- **Aim**:
Transcribe the listing word for word.

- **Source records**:

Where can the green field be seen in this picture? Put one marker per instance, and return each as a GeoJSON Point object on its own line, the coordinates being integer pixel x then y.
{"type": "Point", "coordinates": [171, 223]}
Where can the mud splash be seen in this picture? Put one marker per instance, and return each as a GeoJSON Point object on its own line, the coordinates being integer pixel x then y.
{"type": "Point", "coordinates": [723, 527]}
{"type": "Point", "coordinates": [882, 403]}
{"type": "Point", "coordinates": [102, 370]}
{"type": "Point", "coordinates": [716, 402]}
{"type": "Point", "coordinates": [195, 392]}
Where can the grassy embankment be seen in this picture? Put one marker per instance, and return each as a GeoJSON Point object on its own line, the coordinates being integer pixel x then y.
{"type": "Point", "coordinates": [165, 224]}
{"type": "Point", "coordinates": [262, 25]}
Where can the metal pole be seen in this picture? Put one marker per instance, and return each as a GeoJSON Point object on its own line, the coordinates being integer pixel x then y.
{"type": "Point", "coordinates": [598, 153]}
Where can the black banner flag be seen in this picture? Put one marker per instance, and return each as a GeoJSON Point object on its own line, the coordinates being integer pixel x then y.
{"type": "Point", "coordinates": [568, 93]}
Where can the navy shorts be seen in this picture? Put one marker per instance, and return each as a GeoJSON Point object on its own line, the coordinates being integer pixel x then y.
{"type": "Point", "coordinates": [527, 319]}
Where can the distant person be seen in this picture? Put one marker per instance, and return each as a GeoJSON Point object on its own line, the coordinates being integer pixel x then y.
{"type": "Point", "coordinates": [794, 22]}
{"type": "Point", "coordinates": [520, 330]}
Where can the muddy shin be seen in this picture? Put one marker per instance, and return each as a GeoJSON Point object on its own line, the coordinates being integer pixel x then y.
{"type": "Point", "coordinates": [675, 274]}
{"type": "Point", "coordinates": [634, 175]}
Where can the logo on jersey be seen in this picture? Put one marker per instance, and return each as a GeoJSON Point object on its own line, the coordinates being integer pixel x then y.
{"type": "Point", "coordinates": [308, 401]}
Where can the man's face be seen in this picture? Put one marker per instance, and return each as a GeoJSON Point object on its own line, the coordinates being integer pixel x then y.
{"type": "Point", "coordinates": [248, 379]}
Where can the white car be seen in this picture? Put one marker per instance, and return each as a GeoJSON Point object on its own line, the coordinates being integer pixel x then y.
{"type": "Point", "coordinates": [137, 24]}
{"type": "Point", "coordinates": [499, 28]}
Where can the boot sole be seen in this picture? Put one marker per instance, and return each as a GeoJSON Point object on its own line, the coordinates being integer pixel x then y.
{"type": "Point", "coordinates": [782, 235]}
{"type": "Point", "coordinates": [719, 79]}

- **Solution**:
Where can the green field be seen in this picture? Put one marker per instance, and return each as a GeoJSON Point object on its own line, the coordinates being integer pixel x then y.
{"type": "Point", "coordinates": [171, 223]}
Where can the mud splash be seen in this picture? Put one marker per instance, and return each as a GeoJSON Point object on its own line, the coordinates being integer pixel x then y.
{"type": "Point", "coordinates": [723, 527]}
{"type": "Point", "coordinates": [882, 403]}
{"type": "Point", "coordinates": [102, 370]}
{"type": "Point", "coordinates": [716, 402]}
{"type": "Point", "coordinates": [195, 392]}
Where can the grassy embankment be seen in this picture? Put one marker per instance, and return each as a GeoJSON Point object on its own line, the coordinates being integer pixel x then y.
{"type": "Point", "coordinates": [165, 224]}
{"type": "Point", "coordinates": [262, 25]}
Where can the metal pole be seen in this picture? Put one marker per instance, and return each as a GeoJSON Point object on its own line, the coordinates being integer pixel x then y.
{"type": "Point", "coordinates": [598, 153]}
Where can the black banner flag be seen in this picture? Put one marker per instance, and return each as a GeoJSON Point object on its own line, the coordinates being integer pixel x then y.
{"type": "Point", "coordinates": [568, 93]}
Where can the navy shorts be seen in this picture? Put one marker per instance, and return each as a GeoJSON Point object on its own line, the coordinates being integer pixel x then y.
{"type": "Point", "coordinates": [527, 319]}
Where can the distant person be seen in this picture? Put one marker per instance, and return each as a GeoJSON Point object on its own line, the coordinates being integer pixel x then y.
{"type": "Point", "coordinates": [794, 22]}
{"type": "Point", "coordinates": [520, 330]}
Where can the muddy shin be seen in this picture? Put one marker per instance, and return each as a GeoJSON Point object on its own line, the coordinates being integer pixel x then y.
{"type": "Point", "coordinates": [675, 274]}
{"type": "Point", "coordinates": [634, 175]}
Where can the logo on jersey be seen in this picture? Put one marker per instance, and return each as a GeoJSON Point object on its own line, the coordinates being integer pixel x then y.
{"type": "Point", "coordinates": [308, 401]}
Where can the man's face be seen in this picture? Put one marker per instance, and return each as a GeoJSON Point object on its own line, the coordinates being integer pixel x then y.
{"type": "Point", "coordinates": [248, 379]}
Where can the white car be seen in this picture? Put one marker per instance, and return each as a GeoJSON Point object on its own line, the coordinates being integer pixel x then y.
{"type": "Point", "coordinates": [137, 24]}
{"type": "Point", "coordinates": [499, 28]}
Where can the boot sole be seen in this picture? Put one marker per instance, and return each as a GeoJSON Point object on its own line, the coordinates being integer pixel x then y.
{"type": "Point", "coordinates": [782, 235]}
{"type": "Point", "coordinates": [719, 79]}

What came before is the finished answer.